### 課題一覧
(1) 女性の感性とデザインについての文章において、筆者は「女性だけの会社」がおもしろい差別化の要因になるのではないかと感じることがあると述べています。そう感じる理由を、文章に記された内容に基づいて一、二文で説明してください。
(2) 女性の感性とデザインについての文章を、最後に示された文の次から書き継いでください。

彼女は、作った会社の名前を「ウォメナ」にしました。フィンランド語の「Omena(りんご)」と「Woman』をかけて。
そして創業後「今日はりんご(Omena)、明日はウォメナ(Womena)」というコピーで、「リンゴを入れたダイレクトメール」を送りました。
アダムとイヴの物語をひきあいに、「女性は、大昔からセールストークが上手」と手紙を添えて。
時代もあったのでしょうが、クリエイティブなダイレクトメールに、多くの会社が惹かれ、送付数の6% 、35の会社と契約に至ったそうです。
魅力の源泉に、女性の感性をおく。
僕は、今でも広告業界など「デザインが重要なビジネス」で「女性だけの会社」は、おもしろい差別化の要因になるのではないかと感じることがあります。それは、女性のつくる表現が、男性には作れないなと思うことがあるからです。
たとえば僕はAppleのデザインが好きです。シンプルでかわいらしさがある。抑制の効い表現は、とても素敵です。
そして、Appleが隆盛を極めたあと、「シンプル」「抑制」「洗練」されたデザインが増えました。もちろん、どれも素敵です。
でも、この文章の冒頭に紹介した森本さんの表現と比べると、どこか男性的だなと感じることがあります。伝えたいことが絞られている。
でも、森本さんの作品は、紙面や画面いっぱいに表現されていて、宝石箱をひっくり返したよう。楽しい表現です。こういう(いい意味で)ごちゃごちゃな表現、男性に作れない気がする。

### 提供データ

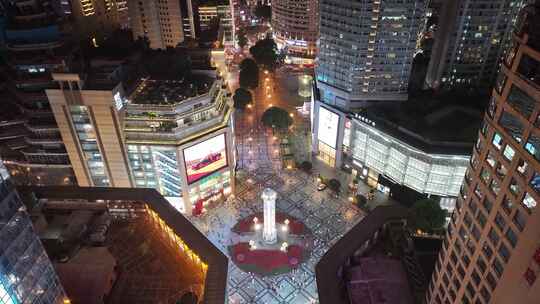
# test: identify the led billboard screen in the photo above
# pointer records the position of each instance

### 課題の解答
(1) 女性のつくる表現には、男性には作れないと筆者が思うことがあるからです。

(2)
男性が「女性が喜びそうな、かわいいっぽいデザインをする」ものは多くありますが、本当に女性が作る「かわいい」とか「素敵」は、いつもまったく違うと思います。
「男性的なデザイン(っぽいもの)」ばかりの業界は、少なくないでしょう。ぱっと思い浮かぶ領域だと、住宅系とか、素敵なデザインはあるけど「男が作ったぜ」というデザインが多い感じがします。
(少し前に知り合いが家を作りました。奥様が自分の部屋を全部真っ白にしたのをみて、僕にはできない発想だと思いました。すごい素敵でかわいらしい)
「ただ違うだけ」では差別化にはなりませんが、
いろいろな業界で「女性が表現する」ことで差別化になると感じます。
キルスティのような「女性だけの会社」が、あたらしいデザイン的な価値を、様々な業界で生み出すとより多様な世界になりそうな気がします。